* Work required
Copy every line of the records below word for word, changing nothing.
-------- Supplied data
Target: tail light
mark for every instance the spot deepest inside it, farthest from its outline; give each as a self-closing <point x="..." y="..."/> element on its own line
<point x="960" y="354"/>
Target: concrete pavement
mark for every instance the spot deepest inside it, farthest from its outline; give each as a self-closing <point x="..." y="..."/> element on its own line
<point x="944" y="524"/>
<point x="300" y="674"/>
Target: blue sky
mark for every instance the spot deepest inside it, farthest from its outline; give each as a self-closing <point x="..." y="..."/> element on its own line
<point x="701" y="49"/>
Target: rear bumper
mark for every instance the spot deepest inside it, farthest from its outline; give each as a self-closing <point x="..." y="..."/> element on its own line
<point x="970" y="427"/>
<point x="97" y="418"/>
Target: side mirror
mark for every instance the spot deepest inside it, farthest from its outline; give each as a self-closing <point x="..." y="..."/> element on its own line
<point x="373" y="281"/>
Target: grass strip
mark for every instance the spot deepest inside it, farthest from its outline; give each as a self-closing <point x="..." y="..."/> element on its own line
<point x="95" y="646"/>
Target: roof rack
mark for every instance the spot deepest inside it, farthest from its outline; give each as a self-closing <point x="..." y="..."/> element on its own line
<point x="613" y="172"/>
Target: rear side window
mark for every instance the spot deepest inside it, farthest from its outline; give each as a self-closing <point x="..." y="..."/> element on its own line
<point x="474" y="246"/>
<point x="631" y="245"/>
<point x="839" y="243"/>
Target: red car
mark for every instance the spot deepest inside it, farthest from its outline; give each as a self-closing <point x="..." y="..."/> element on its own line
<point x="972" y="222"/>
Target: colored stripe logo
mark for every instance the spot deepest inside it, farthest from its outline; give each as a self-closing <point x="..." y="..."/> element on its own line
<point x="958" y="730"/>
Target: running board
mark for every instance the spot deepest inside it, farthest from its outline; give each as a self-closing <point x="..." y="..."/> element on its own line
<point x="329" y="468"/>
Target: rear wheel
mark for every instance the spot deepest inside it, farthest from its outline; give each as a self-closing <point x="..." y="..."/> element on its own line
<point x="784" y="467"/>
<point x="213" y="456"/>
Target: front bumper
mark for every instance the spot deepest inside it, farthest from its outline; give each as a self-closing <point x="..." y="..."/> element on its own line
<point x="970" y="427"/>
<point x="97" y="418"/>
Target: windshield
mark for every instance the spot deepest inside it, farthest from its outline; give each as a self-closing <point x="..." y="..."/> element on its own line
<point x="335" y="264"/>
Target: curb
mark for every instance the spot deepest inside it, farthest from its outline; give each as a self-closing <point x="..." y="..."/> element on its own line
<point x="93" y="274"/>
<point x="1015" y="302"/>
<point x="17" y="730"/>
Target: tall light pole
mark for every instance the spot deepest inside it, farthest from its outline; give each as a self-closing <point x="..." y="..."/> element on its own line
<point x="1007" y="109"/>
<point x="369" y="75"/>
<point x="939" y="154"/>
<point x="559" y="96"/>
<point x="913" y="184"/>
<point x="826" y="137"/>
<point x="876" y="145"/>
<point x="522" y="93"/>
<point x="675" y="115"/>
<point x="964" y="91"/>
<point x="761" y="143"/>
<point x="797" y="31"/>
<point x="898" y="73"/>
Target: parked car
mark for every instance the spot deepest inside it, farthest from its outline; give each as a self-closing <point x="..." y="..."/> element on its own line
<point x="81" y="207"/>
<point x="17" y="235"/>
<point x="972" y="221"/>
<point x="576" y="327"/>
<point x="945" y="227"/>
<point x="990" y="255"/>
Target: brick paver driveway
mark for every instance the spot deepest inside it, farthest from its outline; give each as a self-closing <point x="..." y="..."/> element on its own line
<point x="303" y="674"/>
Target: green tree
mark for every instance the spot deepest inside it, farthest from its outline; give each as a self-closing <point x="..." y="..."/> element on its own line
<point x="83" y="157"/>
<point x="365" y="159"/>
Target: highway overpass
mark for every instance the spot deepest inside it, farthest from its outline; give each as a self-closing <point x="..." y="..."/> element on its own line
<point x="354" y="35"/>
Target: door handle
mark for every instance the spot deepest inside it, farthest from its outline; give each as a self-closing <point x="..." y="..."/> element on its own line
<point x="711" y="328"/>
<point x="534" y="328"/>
----------------
* Response
Target: tail light
mark for every instance the spot deepest inside it, farthest from its outline; give each as a self-closing <point x="..." y="..."/> element on its own line
<point x="960" y="354"/>
Target: concrete pavement
mark for every instance the spot deepest inside it, farthest from its outline; give each as a self-closing <point x="..." y="..."/> element on its own line
<point x="944" y="524"/>
<point x="300" y="674"/>
Target: blue sky
mark for every instance the spot deepest inside it, farthest from its outline; give each as a self-closing <point x="..." y="..."/> element on its own line
<point x="701" y="49"/>
Target: rear bumper
mark for every instance the spot deepest inside it, farthest from its outline; give each as a self-closing <point x="..." y="..."/> element on its own line
<point x="970" y="427"/>
<point x="97" y="418"/>
Target: side mirror
mark for every instance the spot deepest inside it, farthest from its outline; give each as a self-closing <point x="..." y="..."/> element on its own line
<point x="373" y="281"/>
Target: grass strip
mark for every instance the spot deepest inside it, farthest from its outline; give each as a self-closing <point x="..." y="..."/> element on its own line
<point x="95" y="646"/>
Target: roof rack
mark for every instance the spot deepest inside it, farthest from its outline; give each as a self-closing <point x="..." y="..."/> element on its own line
<point x="613" y="172"/>
Target: rear side window
mark for every instance the spot deepest inside it, farthest from its outline; give each as a self-closing <point x="..." y="..."/> element on its own line
<point x="474" y="246"/>
<point x="631" y="245"/>
<point x="839" y="243"/>
Target: red car
mark for every instance the spot deepest inside it, farthest from its outline; give each as a self-closing <point x="..." y="..."/> element on its own line
<point x="972" y="222"/>
Target: colored stripe logo
mark for every instance the spot deepest inside it, farthest from its outline; give each as a self-closing <point x="..." y="..."/> element on its own line
<point x="958" y="730"/>
Target: running board
mark for every instance the spot deepest inside it, farthest from its outline; give each as a self-closing <point x="..." y="..."/> element on its own line
<point x="329" y="468"/>
Target: rear wheel
mark for every instance the spot deepest inside it, farthest from its outline; give each as a self-closing <point x="..." y="..."/> element on its own line
<point x="784" y="467"/>
<point x="213" y="456"/>
Target: front bumper
mark for every instance the spot deepest inside it, farthest from its outline; give each as a self-closing <point x="..." y="..."/> element on its own line
<point x="970" y="427"/>
<point x="97" y="418"/>
Target: windshield
mark for every instance the spot deepest inside it, farthest from its outline; give each as a self-closing <point x="..." y="..."/> element on its own line
<point x="335" y="264"/>
Target: curb
mark for every instance the spot deepest inside it, farthest from its outline; give each as a self-closing <point x="..." y="..."/> element on its own line
<point x="93" y="274"/>
<point x="1015" y="302"/>
<point x="17" y="730"/>
Target: tall light pole
mark for every instance the spot deepest inside it, farthest from its outline; give each as a self-closing <point x="..." y="..."/> element on its own line
<point x="1007" y="109"/>
<point x="369" y="75"/>
<point x="939" y="154"/>
<point x="559" y="96"/>
<point x="913" y="184"/>
<point x="826" y="137"/>
<point x="876" y="145"/>
<point x="522" y="93"/>
<point x="675" y="115"/>
<point x="964" y="91"/>
<point x="761" y="143"/>
<point x="797" y="31"/>
<point x="898" y="73"/>
Target: parked car
mark for every instance the spot deepest inside it, farthest from its outline; give each as a self-closing <point x="..." y="..."/> element on its own line
<point x="81" y="207"/>
<point x="17" y="235"/>
<point x="972" y="221"/>
<point x="576" y="327"/>
<point x="945" y="227"/>
<point x="990" y="255"/>
Target: brick paver driveway
mark for every instance the spot deepest inside it, farthest from its outline; give each as a self-closing <point x="..." y="..."/> element on its own line
<point x="303" y="674"/>
Target: green tree
mark for every instance the spot deepest inside it, farthest from its outline; give each as a self-closing <point x="..." y="..."/> element on its own line
<point x="83" y="157"/>
<point x="365" y="159"/>
Target: highway overpass
mark for every instance the spot deepest inside it, farthest from its outline; give each as a self-closing <point x="..." y="..."/> element on its own line
<point x="354" y="35"/>
Target: door handle
mark for every instance the spot deepest inside it, farthest from its outline; give each as a self-closing <point x="..." y="..."/> element on its own line
<point x="711" y="328"/>
<point x="534" y="328"/>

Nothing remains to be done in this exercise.